§ **Task objective**
The entries below are to be repeated exactly as they stand.

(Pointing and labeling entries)
— START —

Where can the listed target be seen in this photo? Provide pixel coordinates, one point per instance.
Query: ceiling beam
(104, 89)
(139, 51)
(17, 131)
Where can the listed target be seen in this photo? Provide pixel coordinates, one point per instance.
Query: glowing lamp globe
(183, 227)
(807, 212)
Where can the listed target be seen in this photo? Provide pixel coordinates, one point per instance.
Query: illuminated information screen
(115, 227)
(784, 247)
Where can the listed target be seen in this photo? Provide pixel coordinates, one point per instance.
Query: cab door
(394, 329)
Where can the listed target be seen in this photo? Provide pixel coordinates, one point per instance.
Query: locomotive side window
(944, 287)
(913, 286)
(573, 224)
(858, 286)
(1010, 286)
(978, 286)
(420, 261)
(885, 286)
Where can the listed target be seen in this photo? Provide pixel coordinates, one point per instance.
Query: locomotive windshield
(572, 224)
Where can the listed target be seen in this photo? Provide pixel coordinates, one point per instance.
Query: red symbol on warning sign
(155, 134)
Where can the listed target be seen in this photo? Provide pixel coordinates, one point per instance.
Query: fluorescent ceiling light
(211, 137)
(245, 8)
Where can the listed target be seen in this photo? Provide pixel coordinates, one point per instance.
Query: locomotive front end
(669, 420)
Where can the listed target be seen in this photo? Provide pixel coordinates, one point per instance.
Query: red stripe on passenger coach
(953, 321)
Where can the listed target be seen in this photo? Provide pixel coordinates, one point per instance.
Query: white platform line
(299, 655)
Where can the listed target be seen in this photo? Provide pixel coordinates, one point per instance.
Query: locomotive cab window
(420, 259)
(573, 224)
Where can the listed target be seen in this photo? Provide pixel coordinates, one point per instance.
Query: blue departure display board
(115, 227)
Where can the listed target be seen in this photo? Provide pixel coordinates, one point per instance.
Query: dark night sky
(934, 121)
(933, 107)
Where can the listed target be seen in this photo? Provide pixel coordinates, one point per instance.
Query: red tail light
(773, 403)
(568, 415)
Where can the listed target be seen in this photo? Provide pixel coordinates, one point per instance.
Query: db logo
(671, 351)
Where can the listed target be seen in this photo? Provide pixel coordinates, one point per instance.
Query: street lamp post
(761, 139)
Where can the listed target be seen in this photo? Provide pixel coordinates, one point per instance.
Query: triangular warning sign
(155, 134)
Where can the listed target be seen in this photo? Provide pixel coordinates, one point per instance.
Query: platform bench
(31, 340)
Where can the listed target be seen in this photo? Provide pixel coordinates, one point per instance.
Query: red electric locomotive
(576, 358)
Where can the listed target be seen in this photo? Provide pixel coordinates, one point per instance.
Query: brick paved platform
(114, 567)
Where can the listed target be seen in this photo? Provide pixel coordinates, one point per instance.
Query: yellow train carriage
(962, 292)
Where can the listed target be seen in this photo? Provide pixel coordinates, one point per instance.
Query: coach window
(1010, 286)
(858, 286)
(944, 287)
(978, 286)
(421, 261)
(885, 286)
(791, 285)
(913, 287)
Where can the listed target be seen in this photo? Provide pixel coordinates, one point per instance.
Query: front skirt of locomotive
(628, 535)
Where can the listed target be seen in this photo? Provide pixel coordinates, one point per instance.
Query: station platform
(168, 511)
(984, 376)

— END —

§ **Exercise answer**
Where can the listed target be seen in this photo? Provide pixel coordinates, one point per instance.
Query: ceiling beam
(104, 89)
(139, 51)
(17, 131)
Where can the listed target be seen in this photo? Provide pixel coordinates, one point per instance.
Query: glowing lamp globe
(183, 227)
(807, 212)
Where can the listed target be seen in this photo? Provide pixel coordinates, one point per instance.
Query: illuminated information screen
(115, 227)
(784, 247)
Where can the listed target be seen in this photo? Provide pixel coordinates, one point per instance.
Query: cab door
(394, 329)
Where can the listed target be seen in this photo? Provide pixel coordinates, one point per instance.
Query: locomotive side window
(944, 287)
(913, 286)
(573, 224)
(858, 286)
(1010, 286)
(978, 286)
(420, 261)
(885, 286)
Where can the listed target be seen in this photo? Provide pixel coordinates, one point per instance.
Query: locomotive windshield
(572, 224)
Where can the listed target be seen in this photo? Provide pixel coordinates, one point per instance.
Query: red symbol on warning sign
(155, 134)
Where can the listed target be seen in this photo? Provide pixel coordinates, one point per instance.
Query: fluorescent ceiling light
(211, 137)
(245, 8)
Where can the listed target be seen in this photo? Provide pixel coordinates, one point per instance.
Query: locomotive front end
(669, 420)
Where can the listed target be seen in this photo? Provide pixel coordinates, one point per instance.
Query: red stripe on passenger coach
(953, 321)
Where can the listed target be seen in this photo? Provide pixel coordinates, one point per instance.
Query: white platform line
(299, 655)
Where can the listed target be seen in this photo? Provide pixel coordinates, one point per instance.
Query: locomotive cab window
(420, 259)
(573, 224)
Where can the listed target be seen in this photo? Provide pixel coordinates, one point per instance.
Query: blue departure display board
(115, 227)
Where can the listed target be seen in this photo? Provide pixel coordinates, one point per instance.
Query: dark night sky
(934, 121)
(933, 107)
Where can the listed target be seen in this photo? Provide pixel coordinates, one point per instance.
Query: red tail light
(773, 403)
(568, 415)
Where can the listed target be seen in this photo? Provide pixel coordinates, one point per instance.
Query: db logo
(671, 351)
Where can the listed target be seen in this photo? Provide pixel coordinates, one point per instance.
Query: street lamp post
(761, 139)
Where can the listed target be seen in this photo? Provide pixel coordinates, one point per instance.
Query: triangular warning sign
(155, 134)
Where can the listed target be seen in this photo? Provide pixel coordinates, one point per instance.
Query: platform bench
(31, 340)
Where can the listed target be seen in this photo? Provide pixel coordinates, one point per instance.
Query: red electric locomotive
(576, 358)
Where can the listed target be seen in this photo? Provide pixel coordinates, one point per instance.
Query: brick paved platform
(114, 567)
Where can the listed target be seen in this photo? Provide pixel coordinates, one point per instance.
Query: yellow train carriage
(962, 292)
Where can the listed target be seen in this photo? Provide pixel coordinates, one point per instance.
Query: coach window
(1010, 286)
(858, 286)
(944, 287)
(978, 286)
(421, 261)
(885, 286)
(791, 285)
(913, 287)
Where can the listed target be seen in this photo? Provide pixel coordinates, one point per instance.
Query: front skirt of locomotive
(628, 535)
Where can the listed target be seen in this photo? Provide pixel coordinates, one point per instance.
Query: station platform
(168, 511)
(984, 376)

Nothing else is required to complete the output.